Photo-based referring expression data
*-*-*
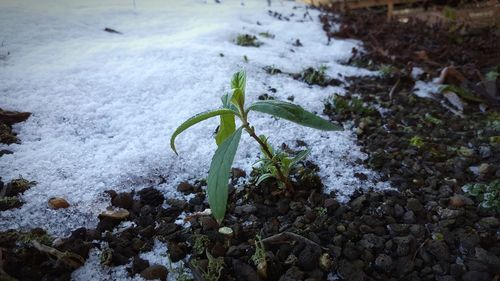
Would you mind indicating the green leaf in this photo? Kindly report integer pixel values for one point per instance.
(238, 84)
(239, 80)
(196, 119)
(263, 178)
(219, 174)
(294, 113)
(226, 128)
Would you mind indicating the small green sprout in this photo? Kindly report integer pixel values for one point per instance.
(259, 257)
(200, 244)
(487, 194)
(214, 268)
(267, 35)
(268, 170)
(247, 40)
(315, 76)
(388, 70)
(228, 137)
(416, 141)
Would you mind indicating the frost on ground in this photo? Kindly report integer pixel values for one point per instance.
(104, 104)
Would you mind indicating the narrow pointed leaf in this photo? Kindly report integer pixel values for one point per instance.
(238, 84)
(196, 119)
(226, 128)
(293, 113)
(219, 174)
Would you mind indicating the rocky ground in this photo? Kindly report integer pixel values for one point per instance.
(427, 228)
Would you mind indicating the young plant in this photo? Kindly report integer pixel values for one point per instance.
(228, 137)
(268, 170)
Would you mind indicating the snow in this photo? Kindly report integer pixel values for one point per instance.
(104, 105)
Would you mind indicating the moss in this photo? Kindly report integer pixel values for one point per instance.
(314, 76)
(267, 35)
(271, 69)
(11, 202)
(247, 40)
(416, 141)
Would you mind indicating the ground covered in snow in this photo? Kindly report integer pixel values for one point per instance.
(105, 104)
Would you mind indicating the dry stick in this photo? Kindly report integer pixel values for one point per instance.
(68, 258)
(393, 89)
(279, 238)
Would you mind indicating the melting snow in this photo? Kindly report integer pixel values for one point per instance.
(104, 105)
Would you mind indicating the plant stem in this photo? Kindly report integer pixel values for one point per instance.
(269, 154)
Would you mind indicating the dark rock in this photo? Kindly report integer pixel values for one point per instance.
(358, 203)
(438, 249)
(244, 272)
(138, 265)
(208, 223)
(476, 276)
(238, 173)
(409, 217)
(414, 205)
(308, 257)
(245, 209)
(177, 251)
(123, 200)
(155, 272)
(383, 262)
(151, 196)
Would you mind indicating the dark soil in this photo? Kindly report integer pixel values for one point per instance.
(425, 229)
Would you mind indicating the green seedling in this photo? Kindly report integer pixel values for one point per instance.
(268, 170)
(315, 76)
(247, 40)
(267, 35)
(259, 257)
(213, 270)
(200, 244)
(228, 137)
(487, 194)
(416, 141)
(388, 70)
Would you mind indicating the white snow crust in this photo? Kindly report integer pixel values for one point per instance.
(104, 105)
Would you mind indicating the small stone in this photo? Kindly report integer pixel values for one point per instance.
(466, 152)
(238, 173)
(331, 204)
(457, 201)
(208, 223)
(446, 214)
(383, 262)
(123, 200)
(398, 210)
(475, 276)
(245, 209)
(155, 272)
(177, 251)
(358, 203)
(340, 228)
(490, 221)
(58, 203)
(151, 196)
(185, 187)
(116, 214)
(414, 205)
(409, 217)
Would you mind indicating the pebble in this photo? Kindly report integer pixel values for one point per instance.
(58, 203)
(155, 272)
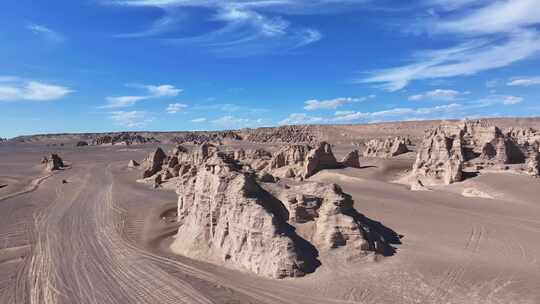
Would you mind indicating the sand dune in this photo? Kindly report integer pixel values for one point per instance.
(103, 238)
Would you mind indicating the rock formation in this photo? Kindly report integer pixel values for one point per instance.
(125, 138)
(153, 162)
(284, 134)
(319, 159)
(227, 217)
(440, 159)
(449, 150)
(352, 159)
(133, 164)
(53, 163)
(206, 137)
(302, 161)
(533, 163)
(387, 148)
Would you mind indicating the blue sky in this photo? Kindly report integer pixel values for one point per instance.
(109, 65)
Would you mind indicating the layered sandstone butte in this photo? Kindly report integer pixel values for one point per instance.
(387, 148)
(319, 159)
(447, 151)
(206, 137)
(123, 139)
(284, 134)
(440, 159)
(533, 163)
(153, 162)
(53, 163)
(227, 217)
(303, 161)
(351, 160)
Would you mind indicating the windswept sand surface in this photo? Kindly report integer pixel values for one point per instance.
(102, 238)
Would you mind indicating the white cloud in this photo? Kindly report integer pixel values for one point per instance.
(248, 27)
(524, 82)
(229, 108)
(16, 89)
(46, 33)
(454, 110)
(230, 121)
(492, 83)
(122, 101)
(346, 116)
(512, 100)
(496, 17)
(498, 34)
(466, 59)
(153, 91)
(438, 94)
(165, 90)
(174, 108)
(131, 119)
(329, 104)
(199, 120)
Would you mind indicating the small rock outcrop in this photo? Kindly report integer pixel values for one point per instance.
(351, 160)
(319, 159)
(284, 134)
(448, 151)
(125, 138)
(440, 159)
(153, 163)
(53, 163)
(226, 217)
(198, 138)
(387, 148)
(533, 164)
(133, 164)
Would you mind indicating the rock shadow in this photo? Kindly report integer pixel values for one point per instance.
(306, 252)
(381, 239)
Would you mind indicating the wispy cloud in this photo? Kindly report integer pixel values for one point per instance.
(153, 91)
(330, 104)
(17, 89)
(524, 82)
(122, 101)
(174, 108)
(453, 110)
(131, 119)
(302, 118)
(199, 120)
(438, 94)
(230, 122)
(46, 33)
(249, 27)
(497, 34)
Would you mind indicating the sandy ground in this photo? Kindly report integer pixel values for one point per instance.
(102, 238)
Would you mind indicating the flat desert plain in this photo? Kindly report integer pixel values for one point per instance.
(90, 233)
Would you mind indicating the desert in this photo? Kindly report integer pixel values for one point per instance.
(270, 218)
(270, 152)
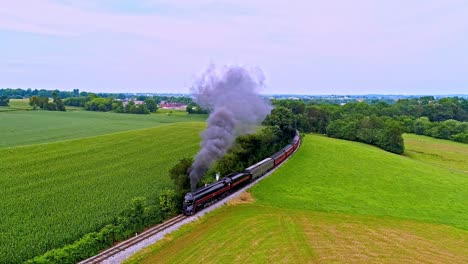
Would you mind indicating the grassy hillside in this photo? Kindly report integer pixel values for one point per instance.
(54, 193)
(342, 176)
(334, 201)
(33, 127)
(263, 234)
(439, 152)
(16, 105)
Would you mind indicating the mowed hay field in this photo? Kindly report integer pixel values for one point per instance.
(334, 201)
(53, 194)
(33, 127)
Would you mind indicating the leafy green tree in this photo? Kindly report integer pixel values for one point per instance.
(4, 101)
(168, 202)
(151, 105)
(34, 102)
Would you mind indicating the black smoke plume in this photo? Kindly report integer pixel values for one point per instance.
(230, 93)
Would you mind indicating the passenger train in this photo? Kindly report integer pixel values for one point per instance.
(205, 196)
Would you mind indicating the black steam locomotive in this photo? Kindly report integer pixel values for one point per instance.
(205, 196)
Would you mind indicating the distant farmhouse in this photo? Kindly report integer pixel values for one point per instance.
(175, 106)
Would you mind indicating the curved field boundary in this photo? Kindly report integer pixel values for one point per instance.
(123, 250)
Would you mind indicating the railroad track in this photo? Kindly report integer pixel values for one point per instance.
(106, 254)
(109, 253)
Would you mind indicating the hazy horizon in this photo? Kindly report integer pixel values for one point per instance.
(303, 47)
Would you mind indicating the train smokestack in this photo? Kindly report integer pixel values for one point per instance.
(230, 93)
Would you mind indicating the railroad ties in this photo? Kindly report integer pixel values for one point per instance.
(107, 254)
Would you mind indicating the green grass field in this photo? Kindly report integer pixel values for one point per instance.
(52, 194)
(334, 201)
(33, 127)
(16, 105)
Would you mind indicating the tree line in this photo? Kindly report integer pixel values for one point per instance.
(4, 100)
(44, 103)
(380, 123)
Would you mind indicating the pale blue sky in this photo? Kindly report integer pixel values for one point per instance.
(305, 47)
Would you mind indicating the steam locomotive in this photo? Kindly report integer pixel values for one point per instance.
(206, 196)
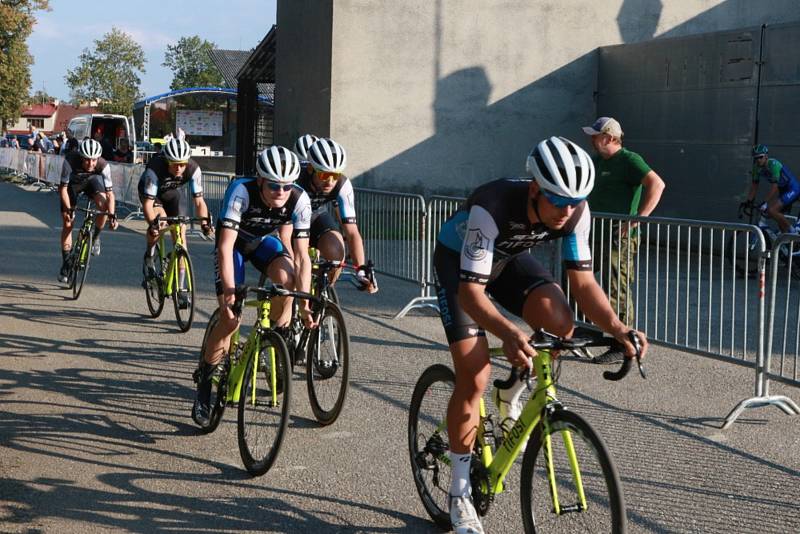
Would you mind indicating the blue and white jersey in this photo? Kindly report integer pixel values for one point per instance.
(493, 226)
(244, 208)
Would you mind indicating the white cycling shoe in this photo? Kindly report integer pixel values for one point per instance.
(509, 407)
(463, 516)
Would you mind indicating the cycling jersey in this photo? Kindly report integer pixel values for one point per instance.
(493, 226)
(72, 172)
(244, 208)
(776, 173)
(156, 179)
(341, 195)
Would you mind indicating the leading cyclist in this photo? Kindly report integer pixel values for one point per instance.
(484, 248)
(785, 186)
(84, 171)
(265, 221)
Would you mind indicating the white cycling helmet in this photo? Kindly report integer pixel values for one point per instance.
(90, 149)
(177, 150)
(561, 167)
(278, 164)
(327, 155)
(303, 143)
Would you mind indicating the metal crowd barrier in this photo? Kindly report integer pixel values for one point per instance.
(392, 226)
(782, 330)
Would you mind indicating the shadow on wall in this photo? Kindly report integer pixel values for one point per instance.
(637, 20)
(476, 142)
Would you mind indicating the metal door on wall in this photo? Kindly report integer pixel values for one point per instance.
(693, 106)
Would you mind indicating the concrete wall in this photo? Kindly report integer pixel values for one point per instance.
(303, 66)
(441, 95)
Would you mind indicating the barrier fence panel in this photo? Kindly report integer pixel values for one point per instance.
(392, 226)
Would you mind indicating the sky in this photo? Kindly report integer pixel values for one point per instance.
(61, 34)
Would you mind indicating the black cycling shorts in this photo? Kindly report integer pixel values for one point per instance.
(521, 275)
(90, 187)
(322, 223)
(170, 200)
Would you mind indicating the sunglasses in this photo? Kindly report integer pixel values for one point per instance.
(561, 202)
(275, 187)
(328, 176)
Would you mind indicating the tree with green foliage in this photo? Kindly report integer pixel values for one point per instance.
(191, 65)
(16, 24)
(109, 74)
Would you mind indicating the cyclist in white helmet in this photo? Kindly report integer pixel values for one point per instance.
(84, 171)
(265, 221)
(160, 194)
(483, 248)
(325, 182)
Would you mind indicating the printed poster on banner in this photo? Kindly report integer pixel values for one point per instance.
(196, 122)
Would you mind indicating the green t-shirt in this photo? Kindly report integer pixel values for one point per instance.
(618, 183)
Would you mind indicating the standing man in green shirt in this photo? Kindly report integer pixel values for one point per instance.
(620, 177)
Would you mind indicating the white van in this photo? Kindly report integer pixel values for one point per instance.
(112, 127)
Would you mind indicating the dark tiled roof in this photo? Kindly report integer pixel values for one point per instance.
(229, 62)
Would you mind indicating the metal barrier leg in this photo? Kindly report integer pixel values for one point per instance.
(786, 404)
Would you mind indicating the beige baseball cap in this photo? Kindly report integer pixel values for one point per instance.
(604, 125)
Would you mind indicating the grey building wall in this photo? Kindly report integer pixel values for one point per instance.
(442, 95)
(303, 66)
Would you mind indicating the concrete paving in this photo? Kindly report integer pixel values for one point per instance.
(95, 433)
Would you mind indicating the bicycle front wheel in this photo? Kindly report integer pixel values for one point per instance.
(428, 443)
(264, 404)
(219, 389)
(154, 287)
(183, 290)
(328, 365)
(560, 495)
(81, 264)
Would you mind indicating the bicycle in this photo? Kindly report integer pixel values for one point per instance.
(578, 475)
(81, 253)
(255, 374)
(746, 261)
(172, 274)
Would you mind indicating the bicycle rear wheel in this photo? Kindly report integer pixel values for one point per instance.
(264, 404)
(183, 294)
(154, 290)
(604, 503)
(328, 365)
(219, 390)
(428, 443)
(81, 265)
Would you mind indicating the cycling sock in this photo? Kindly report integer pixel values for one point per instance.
(459, 483)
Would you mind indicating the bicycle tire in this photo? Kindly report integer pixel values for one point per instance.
(81, 265)
(605, 503)
(328, 365)
(183, 316)
(428, 448)
(262, 421)
(154, 292)
(218, 402)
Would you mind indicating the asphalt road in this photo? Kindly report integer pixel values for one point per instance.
(95, 433)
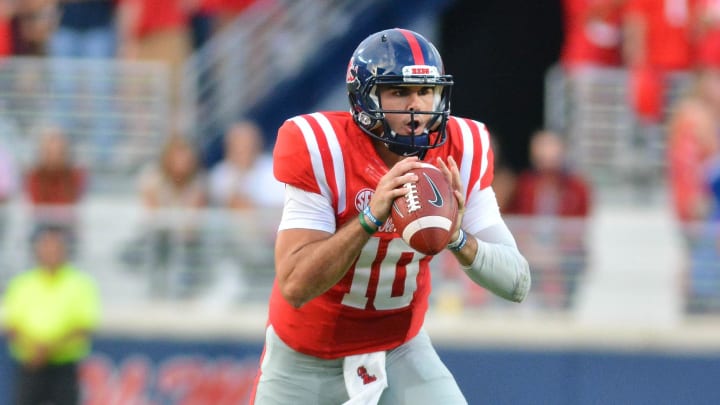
*-*-*
** WHAT NEEDS TO BE DONE **
A verbatim copy is needed of the lines running from the line with "Would you mind indicating the asphalt" to the end of the data above, both included. Keep the pictures out of it.

** YOUR RESPONSE **
Would you mind indicating the asphalt road in this photo? Kindly report integer pixel values for one point per instance.
(95, 433)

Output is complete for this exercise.